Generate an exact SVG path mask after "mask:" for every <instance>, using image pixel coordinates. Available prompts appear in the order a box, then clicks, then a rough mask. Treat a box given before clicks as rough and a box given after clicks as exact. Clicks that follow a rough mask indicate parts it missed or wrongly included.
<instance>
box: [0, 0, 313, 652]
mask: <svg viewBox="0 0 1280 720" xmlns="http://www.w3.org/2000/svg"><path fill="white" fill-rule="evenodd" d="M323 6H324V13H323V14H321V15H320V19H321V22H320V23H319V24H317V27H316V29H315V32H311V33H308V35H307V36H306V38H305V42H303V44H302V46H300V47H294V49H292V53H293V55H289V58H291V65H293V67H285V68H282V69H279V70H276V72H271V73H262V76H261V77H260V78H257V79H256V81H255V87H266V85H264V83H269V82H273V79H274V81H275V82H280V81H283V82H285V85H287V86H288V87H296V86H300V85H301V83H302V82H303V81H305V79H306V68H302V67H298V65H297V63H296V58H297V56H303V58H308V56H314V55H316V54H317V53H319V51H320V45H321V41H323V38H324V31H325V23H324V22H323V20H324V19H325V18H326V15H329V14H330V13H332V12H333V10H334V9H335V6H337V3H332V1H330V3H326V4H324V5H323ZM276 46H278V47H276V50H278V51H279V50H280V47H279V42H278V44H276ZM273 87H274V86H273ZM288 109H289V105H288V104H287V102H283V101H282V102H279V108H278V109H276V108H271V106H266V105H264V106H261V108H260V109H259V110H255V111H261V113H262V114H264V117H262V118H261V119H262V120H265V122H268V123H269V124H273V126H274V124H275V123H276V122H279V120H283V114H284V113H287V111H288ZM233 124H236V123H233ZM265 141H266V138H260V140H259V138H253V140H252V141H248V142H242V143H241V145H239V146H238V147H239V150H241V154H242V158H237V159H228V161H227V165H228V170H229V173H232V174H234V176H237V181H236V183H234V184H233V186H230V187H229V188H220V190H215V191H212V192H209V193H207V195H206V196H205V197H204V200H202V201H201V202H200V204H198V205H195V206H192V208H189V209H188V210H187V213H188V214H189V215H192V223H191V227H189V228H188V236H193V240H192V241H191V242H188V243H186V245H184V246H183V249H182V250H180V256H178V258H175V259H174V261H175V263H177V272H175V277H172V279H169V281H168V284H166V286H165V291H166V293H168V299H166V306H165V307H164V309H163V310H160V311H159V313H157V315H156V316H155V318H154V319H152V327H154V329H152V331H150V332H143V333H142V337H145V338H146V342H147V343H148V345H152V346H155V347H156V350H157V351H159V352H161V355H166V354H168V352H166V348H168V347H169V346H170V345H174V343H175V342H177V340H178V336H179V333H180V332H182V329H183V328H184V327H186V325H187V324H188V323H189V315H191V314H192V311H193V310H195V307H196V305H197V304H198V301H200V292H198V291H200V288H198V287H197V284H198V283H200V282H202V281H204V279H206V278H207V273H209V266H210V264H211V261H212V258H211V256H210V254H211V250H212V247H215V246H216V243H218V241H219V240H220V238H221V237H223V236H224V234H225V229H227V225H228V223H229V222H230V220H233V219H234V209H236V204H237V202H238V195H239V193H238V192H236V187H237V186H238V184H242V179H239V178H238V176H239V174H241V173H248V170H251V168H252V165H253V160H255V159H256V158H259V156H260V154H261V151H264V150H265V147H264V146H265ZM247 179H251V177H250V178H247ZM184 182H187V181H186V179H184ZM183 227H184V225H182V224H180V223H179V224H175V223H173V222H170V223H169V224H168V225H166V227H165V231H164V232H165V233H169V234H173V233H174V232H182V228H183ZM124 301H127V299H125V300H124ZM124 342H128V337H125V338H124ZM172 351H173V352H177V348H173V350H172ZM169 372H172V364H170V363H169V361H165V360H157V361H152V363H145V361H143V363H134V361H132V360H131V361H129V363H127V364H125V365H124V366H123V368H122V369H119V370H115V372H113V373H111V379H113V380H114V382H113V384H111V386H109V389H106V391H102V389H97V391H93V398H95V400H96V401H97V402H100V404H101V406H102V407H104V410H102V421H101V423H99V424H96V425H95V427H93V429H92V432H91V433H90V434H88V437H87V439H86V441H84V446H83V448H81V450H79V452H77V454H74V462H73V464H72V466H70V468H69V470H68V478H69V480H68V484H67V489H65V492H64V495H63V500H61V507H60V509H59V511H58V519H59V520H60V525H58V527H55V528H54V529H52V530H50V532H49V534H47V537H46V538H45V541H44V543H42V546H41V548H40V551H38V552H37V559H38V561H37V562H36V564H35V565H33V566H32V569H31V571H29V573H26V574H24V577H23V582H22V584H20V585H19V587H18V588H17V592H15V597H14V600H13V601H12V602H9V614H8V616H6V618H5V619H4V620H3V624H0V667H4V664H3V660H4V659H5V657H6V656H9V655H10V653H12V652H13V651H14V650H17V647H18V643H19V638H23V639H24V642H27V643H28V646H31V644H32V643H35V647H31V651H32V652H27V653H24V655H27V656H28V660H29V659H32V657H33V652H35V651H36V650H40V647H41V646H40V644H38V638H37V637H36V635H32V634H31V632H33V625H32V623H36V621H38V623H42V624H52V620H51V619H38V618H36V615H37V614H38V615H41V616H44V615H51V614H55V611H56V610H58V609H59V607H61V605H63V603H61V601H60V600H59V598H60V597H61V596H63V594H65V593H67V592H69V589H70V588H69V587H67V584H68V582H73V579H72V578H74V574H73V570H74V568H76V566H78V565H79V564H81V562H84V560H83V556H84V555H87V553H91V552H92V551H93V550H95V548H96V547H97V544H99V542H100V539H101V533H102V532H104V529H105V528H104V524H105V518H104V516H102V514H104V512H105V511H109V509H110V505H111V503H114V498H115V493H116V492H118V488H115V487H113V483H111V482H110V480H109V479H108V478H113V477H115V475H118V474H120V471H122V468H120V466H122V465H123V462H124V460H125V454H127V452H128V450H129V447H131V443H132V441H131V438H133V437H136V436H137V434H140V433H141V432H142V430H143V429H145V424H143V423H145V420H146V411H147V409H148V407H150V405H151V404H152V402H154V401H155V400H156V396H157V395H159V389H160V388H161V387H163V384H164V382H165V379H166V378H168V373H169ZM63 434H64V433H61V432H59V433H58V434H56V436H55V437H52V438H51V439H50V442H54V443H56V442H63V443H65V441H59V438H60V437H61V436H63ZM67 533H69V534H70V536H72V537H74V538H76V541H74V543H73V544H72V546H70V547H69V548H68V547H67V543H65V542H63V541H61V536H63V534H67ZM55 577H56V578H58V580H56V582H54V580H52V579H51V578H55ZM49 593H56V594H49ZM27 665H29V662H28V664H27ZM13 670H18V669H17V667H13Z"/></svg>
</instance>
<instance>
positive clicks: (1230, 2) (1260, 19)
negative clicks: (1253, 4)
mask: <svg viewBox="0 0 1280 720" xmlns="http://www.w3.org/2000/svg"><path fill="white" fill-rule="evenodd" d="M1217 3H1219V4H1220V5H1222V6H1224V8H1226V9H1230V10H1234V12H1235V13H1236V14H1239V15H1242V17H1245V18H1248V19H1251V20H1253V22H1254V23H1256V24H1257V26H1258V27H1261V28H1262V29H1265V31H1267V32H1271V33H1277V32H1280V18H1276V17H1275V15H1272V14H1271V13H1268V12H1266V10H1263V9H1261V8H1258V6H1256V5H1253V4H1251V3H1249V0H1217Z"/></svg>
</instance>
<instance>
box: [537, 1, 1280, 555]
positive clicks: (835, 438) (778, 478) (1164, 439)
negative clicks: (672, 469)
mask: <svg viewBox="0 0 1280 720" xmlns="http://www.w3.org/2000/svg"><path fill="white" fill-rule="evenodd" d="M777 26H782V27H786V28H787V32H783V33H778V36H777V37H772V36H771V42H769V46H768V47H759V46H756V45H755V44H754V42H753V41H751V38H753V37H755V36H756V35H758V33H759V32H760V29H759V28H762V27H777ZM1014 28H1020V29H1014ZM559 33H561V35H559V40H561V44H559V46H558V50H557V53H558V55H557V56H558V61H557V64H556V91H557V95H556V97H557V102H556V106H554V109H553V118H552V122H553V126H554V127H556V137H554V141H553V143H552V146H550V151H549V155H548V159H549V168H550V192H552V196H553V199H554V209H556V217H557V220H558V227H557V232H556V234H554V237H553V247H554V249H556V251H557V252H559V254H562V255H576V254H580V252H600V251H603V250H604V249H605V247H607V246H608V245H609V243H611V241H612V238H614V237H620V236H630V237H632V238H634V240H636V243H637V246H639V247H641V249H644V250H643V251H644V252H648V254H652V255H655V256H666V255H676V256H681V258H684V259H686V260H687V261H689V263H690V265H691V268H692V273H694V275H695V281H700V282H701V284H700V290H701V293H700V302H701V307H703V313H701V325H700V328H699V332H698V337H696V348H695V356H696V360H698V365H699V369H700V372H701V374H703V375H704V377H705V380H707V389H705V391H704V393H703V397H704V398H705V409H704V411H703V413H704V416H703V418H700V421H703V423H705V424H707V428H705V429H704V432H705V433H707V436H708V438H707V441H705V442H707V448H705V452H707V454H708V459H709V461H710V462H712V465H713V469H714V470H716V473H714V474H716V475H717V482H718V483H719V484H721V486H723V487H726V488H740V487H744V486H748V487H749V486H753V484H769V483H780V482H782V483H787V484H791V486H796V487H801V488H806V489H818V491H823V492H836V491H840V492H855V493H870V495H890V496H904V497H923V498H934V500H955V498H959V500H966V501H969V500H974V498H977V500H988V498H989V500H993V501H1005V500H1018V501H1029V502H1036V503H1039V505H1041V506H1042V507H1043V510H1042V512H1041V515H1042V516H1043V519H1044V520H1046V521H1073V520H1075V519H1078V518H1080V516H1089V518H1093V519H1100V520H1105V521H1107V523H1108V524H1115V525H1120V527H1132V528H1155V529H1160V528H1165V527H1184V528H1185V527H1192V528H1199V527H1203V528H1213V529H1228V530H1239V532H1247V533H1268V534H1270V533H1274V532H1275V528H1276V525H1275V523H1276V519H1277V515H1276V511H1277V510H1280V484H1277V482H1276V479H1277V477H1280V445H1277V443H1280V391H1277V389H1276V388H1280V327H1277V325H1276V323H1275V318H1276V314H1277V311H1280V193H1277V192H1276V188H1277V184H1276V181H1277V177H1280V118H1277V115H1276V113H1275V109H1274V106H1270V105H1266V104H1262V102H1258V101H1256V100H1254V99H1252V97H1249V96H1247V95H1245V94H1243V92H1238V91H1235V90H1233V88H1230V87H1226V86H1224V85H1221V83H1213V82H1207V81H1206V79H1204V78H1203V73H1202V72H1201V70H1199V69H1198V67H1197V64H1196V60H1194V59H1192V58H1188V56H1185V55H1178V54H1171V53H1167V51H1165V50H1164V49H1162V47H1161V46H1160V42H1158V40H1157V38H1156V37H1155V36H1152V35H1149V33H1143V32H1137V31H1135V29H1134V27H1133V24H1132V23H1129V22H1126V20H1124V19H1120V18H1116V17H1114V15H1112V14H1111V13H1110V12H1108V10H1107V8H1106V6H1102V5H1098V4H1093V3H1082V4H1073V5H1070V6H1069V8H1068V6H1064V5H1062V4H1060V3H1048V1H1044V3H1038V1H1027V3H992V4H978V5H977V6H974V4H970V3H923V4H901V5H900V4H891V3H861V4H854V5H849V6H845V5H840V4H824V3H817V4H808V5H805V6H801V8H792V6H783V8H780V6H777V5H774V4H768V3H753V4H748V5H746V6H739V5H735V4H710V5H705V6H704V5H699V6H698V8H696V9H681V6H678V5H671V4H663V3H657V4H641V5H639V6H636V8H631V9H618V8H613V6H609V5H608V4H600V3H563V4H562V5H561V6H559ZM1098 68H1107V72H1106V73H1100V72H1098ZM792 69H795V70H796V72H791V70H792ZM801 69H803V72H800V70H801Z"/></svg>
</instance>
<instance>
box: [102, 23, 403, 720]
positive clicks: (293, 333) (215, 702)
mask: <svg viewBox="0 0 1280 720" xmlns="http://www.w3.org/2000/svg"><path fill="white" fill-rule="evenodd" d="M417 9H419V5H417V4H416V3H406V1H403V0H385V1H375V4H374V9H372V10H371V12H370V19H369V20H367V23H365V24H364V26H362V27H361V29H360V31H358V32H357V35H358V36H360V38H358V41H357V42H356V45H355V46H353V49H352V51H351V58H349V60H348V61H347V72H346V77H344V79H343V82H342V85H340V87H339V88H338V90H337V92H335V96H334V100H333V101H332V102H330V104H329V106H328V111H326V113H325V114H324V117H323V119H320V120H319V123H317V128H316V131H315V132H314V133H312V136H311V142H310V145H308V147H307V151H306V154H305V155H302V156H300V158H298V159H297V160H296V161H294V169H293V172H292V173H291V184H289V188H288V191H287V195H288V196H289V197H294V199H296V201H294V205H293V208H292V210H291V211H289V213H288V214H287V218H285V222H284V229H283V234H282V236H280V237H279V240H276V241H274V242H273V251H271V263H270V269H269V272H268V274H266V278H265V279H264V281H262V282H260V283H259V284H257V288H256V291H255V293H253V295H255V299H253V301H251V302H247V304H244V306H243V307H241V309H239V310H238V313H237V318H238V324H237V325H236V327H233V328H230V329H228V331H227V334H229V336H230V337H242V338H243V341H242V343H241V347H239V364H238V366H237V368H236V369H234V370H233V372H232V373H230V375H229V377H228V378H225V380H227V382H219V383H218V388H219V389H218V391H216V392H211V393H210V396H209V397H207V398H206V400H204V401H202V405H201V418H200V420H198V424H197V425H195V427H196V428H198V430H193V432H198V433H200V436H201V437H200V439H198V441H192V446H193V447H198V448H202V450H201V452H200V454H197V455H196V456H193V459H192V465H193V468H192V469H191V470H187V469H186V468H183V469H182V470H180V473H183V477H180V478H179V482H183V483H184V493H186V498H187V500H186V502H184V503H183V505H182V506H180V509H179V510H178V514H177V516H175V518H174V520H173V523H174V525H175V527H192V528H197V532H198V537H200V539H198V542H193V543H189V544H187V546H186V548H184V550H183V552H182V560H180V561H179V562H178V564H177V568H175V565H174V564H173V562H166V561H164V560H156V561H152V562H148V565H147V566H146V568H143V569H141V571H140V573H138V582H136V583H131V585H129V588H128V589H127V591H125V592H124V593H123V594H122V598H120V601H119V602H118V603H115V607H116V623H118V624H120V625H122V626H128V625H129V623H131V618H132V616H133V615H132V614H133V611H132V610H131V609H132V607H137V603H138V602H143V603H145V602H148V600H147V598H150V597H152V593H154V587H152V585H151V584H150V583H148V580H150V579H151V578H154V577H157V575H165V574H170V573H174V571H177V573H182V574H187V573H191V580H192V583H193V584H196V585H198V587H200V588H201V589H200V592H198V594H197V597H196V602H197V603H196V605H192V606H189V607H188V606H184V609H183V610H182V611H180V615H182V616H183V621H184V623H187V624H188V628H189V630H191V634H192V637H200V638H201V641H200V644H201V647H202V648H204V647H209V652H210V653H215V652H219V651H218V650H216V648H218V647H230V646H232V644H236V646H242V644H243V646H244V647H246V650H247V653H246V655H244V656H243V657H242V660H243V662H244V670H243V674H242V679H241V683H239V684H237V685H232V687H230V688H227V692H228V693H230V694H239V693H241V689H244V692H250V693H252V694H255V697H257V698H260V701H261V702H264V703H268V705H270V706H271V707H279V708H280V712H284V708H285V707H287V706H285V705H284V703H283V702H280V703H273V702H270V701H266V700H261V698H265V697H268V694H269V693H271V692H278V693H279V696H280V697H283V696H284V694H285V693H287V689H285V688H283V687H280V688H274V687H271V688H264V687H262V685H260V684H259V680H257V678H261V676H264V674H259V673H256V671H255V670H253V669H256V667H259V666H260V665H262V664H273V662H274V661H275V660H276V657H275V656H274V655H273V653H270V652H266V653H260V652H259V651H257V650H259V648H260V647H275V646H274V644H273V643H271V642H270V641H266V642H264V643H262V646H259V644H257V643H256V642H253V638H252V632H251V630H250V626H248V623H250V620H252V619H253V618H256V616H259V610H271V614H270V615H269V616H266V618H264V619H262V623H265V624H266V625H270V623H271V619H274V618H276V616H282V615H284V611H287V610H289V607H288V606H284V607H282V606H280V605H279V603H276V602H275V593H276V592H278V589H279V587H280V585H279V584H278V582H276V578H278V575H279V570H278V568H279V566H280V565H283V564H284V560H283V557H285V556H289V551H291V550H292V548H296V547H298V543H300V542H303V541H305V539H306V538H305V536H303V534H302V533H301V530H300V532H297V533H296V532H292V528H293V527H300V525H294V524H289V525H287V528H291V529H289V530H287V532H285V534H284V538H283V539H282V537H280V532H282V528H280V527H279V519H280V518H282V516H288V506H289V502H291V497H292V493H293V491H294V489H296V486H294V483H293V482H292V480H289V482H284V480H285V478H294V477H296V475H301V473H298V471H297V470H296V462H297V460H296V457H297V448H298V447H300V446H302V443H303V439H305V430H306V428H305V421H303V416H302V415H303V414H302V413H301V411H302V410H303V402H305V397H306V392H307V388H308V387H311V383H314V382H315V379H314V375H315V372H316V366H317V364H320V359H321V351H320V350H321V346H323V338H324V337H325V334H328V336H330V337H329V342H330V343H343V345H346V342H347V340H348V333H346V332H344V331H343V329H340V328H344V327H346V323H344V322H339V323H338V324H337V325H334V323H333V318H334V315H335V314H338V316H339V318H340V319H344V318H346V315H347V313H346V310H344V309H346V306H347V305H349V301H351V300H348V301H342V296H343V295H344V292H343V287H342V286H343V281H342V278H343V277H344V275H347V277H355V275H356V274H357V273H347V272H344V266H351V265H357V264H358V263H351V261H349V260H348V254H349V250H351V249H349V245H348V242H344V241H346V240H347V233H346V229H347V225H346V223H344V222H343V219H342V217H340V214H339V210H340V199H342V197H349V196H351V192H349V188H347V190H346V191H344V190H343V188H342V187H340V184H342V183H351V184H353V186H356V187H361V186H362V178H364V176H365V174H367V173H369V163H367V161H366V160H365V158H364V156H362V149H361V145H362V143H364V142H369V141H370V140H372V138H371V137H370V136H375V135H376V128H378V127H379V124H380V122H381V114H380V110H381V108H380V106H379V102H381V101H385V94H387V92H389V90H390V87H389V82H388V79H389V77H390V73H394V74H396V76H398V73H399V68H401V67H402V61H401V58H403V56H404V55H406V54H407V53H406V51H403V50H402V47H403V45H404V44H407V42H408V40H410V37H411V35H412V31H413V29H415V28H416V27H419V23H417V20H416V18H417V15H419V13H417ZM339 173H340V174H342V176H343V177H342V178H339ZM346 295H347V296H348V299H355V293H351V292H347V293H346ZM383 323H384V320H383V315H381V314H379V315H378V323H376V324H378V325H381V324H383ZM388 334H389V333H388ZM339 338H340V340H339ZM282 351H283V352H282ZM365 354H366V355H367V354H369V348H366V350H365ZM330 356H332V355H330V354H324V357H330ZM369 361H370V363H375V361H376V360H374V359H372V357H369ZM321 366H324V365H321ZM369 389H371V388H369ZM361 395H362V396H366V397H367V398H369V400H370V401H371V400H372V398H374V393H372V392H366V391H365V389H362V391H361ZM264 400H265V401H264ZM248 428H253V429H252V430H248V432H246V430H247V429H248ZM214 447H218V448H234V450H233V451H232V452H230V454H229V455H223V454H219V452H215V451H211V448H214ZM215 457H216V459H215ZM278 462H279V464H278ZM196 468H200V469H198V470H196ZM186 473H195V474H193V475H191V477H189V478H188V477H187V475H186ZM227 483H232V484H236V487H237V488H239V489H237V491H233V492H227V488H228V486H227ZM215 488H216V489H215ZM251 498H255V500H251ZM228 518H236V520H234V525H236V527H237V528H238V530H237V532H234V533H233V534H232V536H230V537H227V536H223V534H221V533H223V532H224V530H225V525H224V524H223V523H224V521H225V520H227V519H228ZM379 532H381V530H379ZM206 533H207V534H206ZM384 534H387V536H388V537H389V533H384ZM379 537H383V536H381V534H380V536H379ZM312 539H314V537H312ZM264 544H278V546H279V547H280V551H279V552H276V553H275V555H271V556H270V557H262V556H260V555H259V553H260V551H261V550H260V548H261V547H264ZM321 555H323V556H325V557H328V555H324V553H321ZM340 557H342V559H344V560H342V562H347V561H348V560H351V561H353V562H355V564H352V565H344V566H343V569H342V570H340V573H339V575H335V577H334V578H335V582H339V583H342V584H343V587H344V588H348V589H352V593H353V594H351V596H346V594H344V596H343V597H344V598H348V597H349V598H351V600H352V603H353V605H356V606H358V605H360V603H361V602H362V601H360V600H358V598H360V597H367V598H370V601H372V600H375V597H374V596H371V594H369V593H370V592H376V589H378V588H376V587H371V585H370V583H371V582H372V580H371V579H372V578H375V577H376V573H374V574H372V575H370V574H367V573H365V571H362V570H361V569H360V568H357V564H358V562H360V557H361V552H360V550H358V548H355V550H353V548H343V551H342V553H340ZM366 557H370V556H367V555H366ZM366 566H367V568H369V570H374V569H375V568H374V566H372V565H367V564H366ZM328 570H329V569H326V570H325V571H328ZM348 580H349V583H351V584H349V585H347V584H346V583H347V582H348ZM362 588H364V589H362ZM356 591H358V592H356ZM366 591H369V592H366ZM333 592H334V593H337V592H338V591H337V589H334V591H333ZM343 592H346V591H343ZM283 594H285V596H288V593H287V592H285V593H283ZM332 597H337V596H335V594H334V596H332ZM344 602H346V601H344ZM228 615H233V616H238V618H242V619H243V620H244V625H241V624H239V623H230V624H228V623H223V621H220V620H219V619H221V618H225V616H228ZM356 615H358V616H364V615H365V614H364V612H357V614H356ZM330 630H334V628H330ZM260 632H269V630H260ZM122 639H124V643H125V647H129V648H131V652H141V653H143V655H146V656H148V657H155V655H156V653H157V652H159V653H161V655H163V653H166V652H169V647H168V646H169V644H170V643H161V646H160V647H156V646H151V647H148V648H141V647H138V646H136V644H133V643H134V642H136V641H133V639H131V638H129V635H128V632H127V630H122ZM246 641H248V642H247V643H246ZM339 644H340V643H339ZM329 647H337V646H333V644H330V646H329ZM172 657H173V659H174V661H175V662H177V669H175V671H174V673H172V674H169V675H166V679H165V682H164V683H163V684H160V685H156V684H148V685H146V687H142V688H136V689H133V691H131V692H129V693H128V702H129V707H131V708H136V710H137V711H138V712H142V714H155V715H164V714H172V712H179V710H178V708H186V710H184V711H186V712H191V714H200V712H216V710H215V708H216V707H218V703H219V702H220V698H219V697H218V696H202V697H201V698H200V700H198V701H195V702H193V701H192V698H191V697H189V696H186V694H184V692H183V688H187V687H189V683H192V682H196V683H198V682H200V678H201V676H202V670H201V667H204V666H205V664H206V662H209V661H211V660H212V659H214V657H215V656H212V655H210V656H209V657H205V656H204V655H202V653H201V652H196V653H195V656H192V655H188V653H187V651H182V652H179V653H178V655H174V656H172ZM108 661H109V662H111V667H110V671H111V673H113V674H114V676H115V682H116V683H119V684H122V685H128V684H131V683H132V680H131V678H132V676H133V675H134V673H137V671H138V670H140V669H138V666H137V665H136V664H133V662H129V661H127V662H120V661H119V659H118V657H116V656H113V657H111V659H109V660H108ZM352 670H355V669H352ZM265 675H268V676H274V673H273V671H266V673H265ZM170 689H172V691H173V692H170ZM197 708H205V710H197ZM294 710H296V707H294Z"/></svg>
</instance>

----

=== Exercise goal ===
Report every line of the data in which "positive" appears.

=== Exercise output ===
positive clicks: (1230, 2) (1260, 19)
positive clicks: (835, 438) (778, 478) (1164, 439)
positive clicks: (293, 333) (215, 702)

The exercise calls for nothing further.